Задания:
A. Переведите, пожалуйста, на английский язык предложение из текста о верности: «Правда, в существовании никогда не исключена возможность оказаться под сомнением.»
B. Отредактируйте фрагмент текста о верности от слов «Центральную верность, в» до слов «меня более существенно.» включительно, заменив «ступени» на «градации».

Исходный текст:
..........

Правда, в существовании никогда не исключена возможность оказаться под сомнением. Верность коренится в некотором покое, но она не дает покоя; верность может решиться на конфликт и разрыв, но в таком случае она остается сама собой, только если разрыв означает также перелом в нашей собственной экзистенции. Безверно поступаю я, если, конструируя себе в ложном покое собственное право, я оставляю в стороне человека или вещь как нечто конченное, как если бы их не было вовсе; безверно, если в те мгновения, когда я должен сказать свое слово, я уклоняюсь от коммуникации и от собственного кризиса со словами: «это со мной как-то случилось», «это бывает»; «все мы люди»; «об этом я забыл». Верность требует беспокойства, находящего путь в основание, в котором привязанность углубляется через преодоление, а не ослабляется и не предается.
Центральную верность, в которой я сам участвую настолько, что делаюсь тождественным с нею, - ибо уничтожение ее было бы моим экзистенциальным самоуничтожением, - следует отделять от периферической верности, исполнение которой не безразлично для меня, но опыт которой в целом не может ни вывести меня к бытию, ни повергнуть. Поэтому есть абсолютная и относительная верность, и здесь есть ступени; моя жизнь находится в движении, и может сделать теснее и существеннее то, что было лишь поверхностным соприкосновением, но оказывается также вынуждена фиксировать и с почтением установить на своем месте то, что некогда было для меня более существенно.

..........

Исходные данные:
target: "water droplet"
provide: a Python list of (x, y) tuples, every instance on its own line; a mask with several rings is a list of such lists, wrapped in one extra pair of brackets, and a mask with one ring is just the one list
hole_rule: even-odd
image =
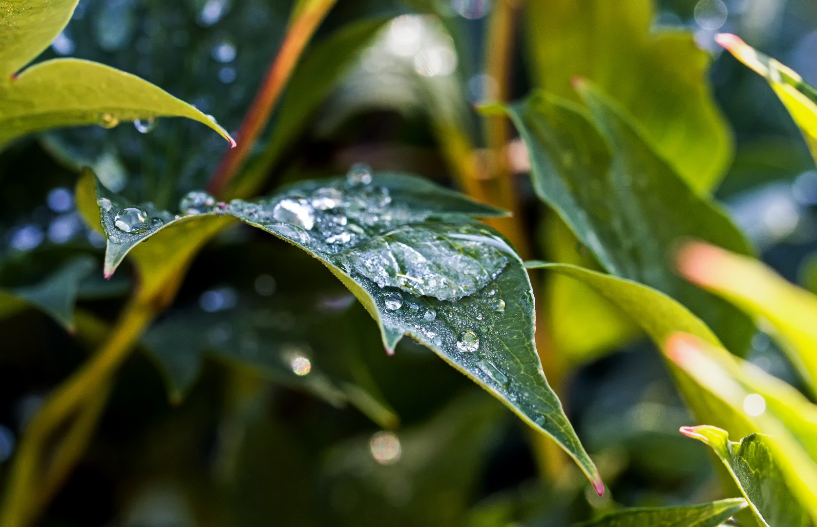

..........

Решения по заданиям:
A. True, in existence the possibility of being called into question is never ruled out.

B.
Центральную верность, в которой я сам участвую настолько, что делаюсь тождественным с нею, - ибо уничтожение ее было бы моим экзистенциальным самоуничтожением, - следует отделять от периферической верности, исполнение которой не безразлично для меня, но опыт которой в целом не может ни вывести меня к бытию, ни повергнуть. Поэтому есть абсолютная и относительная верность, и здесь есть градации; моя жизнь находится в движении, и может сделать теснее и существеннее то, что было лишь поверхностным соприкосновением, но оказывается также вынуждена фиксировать и с почтением установить на своем месте то, что некогда было для меня более существенно.